● **Extrait**:
☆ ☆ ☆ ☆
Baba Taher – La voie du derviche

Né en 947 à Hamadan, Iran
Mort en 1032 Hamadan, Iran

Les ermites se contentent d'une seule amande par jour, mais moi, Baba Taher, je me contenterai de ton sourire.

– Baba Taher

Baba Taher, né à Hamadan en Iran, est un soufi et poète derviche persan du 11ème siècle. Il occupe une place à part dans la poésie car ses quatrains mystiques sont rédigés dans un dialecte local assez difficile à comprendre. On sait très peu de choses sur sa vie, sauf qu’il vivait retiré dans les montagnes comme un ermite. Dans ses poèmes, les vertus de la simplicité, de la sincérité et de l’humilité sont mises en avant.

 

Son mausolée est situé sur une colline à Hamadan; le bâtiment est de forme octogonale, constitué de briques et de béton, assez récent car construit en 1965.

— Catherine Touaibi

 
Récit de voyage

En sortant de la voiture, mon regard se pose sur le mausolée au loin. Encore sous le charme des merveilles d’Ispahan, je laisse échapper un cri spontané : « C’est moche ! » La déception me submerge – le bâtiment, tout en béton, est loin de l’image que je m’en étais faite…

 

À l’entrée, deux hommes, probablement à la retraite, nous accueillent. Leurs visages trahissent une lassitude profonde, et ils nous confient, sans détour, les difficultés de leur quotidien. Nous sommes au printemps 2019, en pleine période de durcissement des sanctions contre l’Iran, et la vie devient chaque jour plus chère.
☆ ☆ ☆ ☆
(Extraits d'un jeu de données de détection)
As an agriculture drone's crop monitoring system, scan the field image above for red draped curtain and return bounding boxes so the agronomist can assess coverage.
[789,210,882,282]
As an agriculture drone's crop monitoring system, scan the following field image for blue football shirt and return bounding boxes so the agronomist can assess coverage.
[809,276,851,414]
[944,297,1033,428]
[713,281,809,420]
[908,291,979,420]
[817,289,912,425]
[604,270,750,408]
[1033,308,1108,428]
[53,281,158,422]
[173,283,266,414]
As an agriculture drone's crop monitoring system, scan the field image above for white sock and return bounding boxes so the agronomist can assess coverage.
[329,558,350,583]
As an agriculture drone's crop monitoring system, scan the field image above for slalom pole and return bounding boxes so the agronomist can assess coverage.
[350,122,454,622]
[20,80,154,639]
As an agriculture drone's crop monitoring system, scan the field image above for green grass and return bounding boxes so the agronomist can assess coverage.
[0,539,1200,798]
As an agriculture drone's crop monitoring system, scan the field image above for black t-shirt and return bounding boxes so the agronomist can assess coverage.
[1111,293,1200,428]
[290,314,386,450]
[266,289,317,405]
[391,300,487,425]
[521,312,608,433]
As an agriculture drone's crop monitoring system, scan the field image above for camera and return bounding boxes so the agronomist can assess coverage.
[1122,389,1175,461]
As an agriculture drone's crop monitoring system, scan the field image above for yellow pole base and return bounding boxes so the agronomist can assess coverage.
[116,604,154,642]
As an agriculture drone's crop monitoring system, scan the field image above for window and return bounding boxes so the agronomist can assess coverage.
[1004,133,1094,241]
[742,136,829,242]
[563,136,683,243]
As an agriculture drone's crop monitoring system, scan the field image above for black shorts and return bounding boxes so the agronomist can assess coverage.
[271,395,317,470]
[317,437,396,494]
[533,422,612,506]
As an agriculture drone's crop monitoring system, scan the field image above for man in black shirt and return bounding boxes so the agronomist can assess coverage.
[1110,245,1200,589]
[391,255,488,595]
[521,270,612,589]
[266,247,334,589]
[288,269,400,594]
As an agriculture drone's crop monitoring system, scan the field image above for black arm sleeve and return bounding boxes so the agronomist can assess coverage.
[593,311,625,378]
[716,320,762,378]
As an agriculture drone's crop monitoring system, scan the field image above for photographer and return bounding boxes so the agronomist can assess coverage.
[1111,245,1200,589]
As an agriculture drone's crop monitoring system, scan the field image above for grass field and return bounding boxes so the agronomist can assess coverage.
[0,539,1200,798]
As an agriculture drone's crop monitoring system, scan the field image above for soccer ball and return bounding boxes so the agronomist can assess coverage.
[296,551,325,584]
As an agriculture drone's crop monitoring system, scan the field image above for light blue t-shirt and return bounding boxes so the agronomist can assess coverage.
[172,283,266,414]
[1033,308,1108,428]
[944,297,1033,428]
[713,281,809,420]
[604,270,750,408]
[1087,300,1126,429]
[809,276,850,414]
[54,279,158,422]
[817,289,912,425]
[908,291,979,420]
☆ ☆ ☆ ☆
● **Exercices à traiter**:
(A) D'après l'extrait sur Baba Taher, les affirmations suivantes sont-elles exactes ? Répondez par oui ou non à chacune, en citant mot pour mot les termes qui tranchent. (i) Baba Taher est né à Hamadan en 947. (ii) Le mausolée de Baba Taher a été construit en 1965. (iii) Les quatrains de Baba Taher sont écrits dans une langue facile à comprendre.
(B) Dans la liste, recopiez à l'identique le passage qui va de la ligne contenant « for black arm » jusqu'à la ligne contenant « [1111,245,1200,589] », ces deux lignes comprises.

● **Réponses aux exercices**:
(A)
(i) Oui : « Né en 947 à Hamadan, Iran ».
(ii) Oui : « assez récent car construit en 1965 ».
(iii) Non : « ses quatrains mystiques sont rédigés dans un dialecte local assez difficile à comprendre ».

(B)
As an agriculture drone's crop monitoring system, scan the field image above for black arm sleeve and return bounding boxes so the agronomist can assess coverage.
[593,311,625,378]
[716,320,762,378]
As an agriculture drone's crop monitoring system, scan the field image above for photographer and return bounding boxes so the agronomist can assess coverage.
[1111,245,1200,589]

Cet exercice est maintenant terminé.